_Exercise instructions_
Print the passage of the dad-bod blog post between "Green porridge. Mmmm…" and "alone on that…)", inclusive.

From Dad Bod To Fit Dad: Swapping snackies for nappies.

From Dad Bod To Fit Dad: Swapping snackies for nappies.
Green porridge. Mmmm… yummy. Bye bye Dad Bod.

 

The nursery is painted. The hospital is chosen. The house is steadily filling with things to put our baby in and the research into breastfeeding has been undertaken. (There are only 2 things I remember from A Level psychology and one is BF Skinner’s operative therapy experiment involving rats. The way a baby has to nudge the breast with its chin to release milk instantly brought that back to mind. But then, I bet I’m not alone on that…)

The house is ready for our son to arrive in 2 months time and my fiancée is definitely ready to be able to move freely once more. So now… we wait.

But what to do with those spare two months?

Well, losing these spare two tyres would be a start. Bye Bye Dad Bod.

DAD BOD: BACK STORY

Back in 2015 I moved down to Southampton to do a radio breakfast show. The three hours on-air with my co-host always felt brilliant. I had a great time, people got involved; it was fun. 

The hours that followed weren’t as much fun. I’d moved to somewhere that was 2 hours away from my fiancée. It was 5 hours away from my family. The job outside the broadcast hours wasn’t like I had imagined and I had a lot of time to kill away from work. A LOT of time. 

In short, I was quite lonely. Loneliness is a horrible thing. I feel for anyone who endures it on a day-to-day basis, properly. I was just a bit temporarily away from people. (I appreciate that doing a job I’d wanted from being a teen and doing things like flying helicopters for “work” makes me a very fortunate person; sometimes the brain chemicals don’t follow suit though.)

_Stored data_
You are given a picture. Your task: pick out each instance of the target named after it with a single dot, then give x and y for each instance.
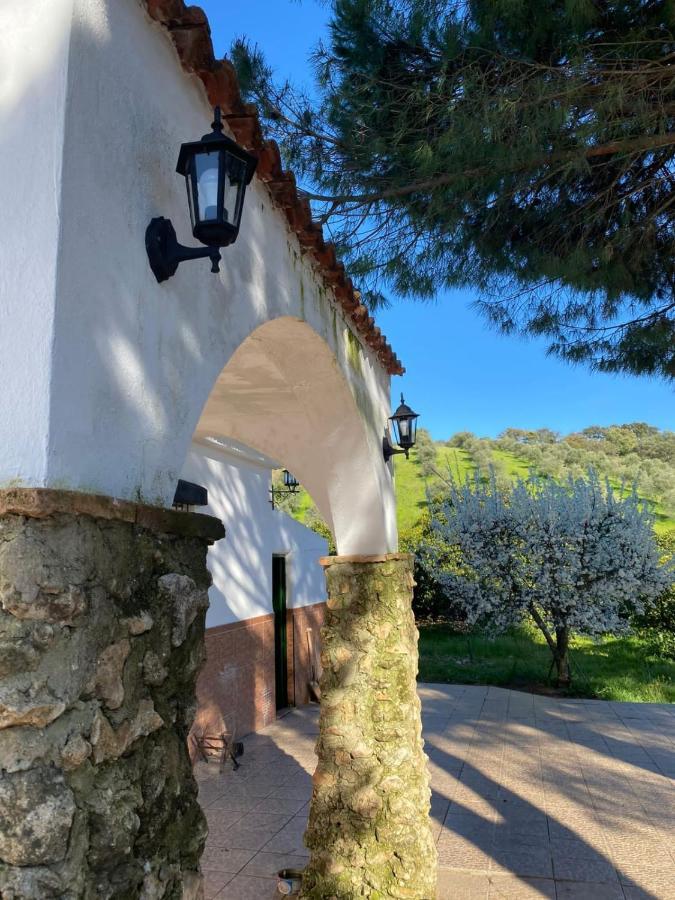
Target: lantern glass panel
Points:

_Answer to the exercise_
Green porridge. Mmmm… yummy. Bye bye Dad Bod.

 

The nursery is painted. The hospital is chosen. The house is steadily filling with things to put our baby in and the research into breastfeeding has been undertaken. (There are only 2 things I remember from A Level psychology and one is BF Skinner’s operative therapy experiment involving rats. The way a baby has to nudge the breast with its chin to release milk instantly brought that back to mind. But then, I bet I’m not alone on that…)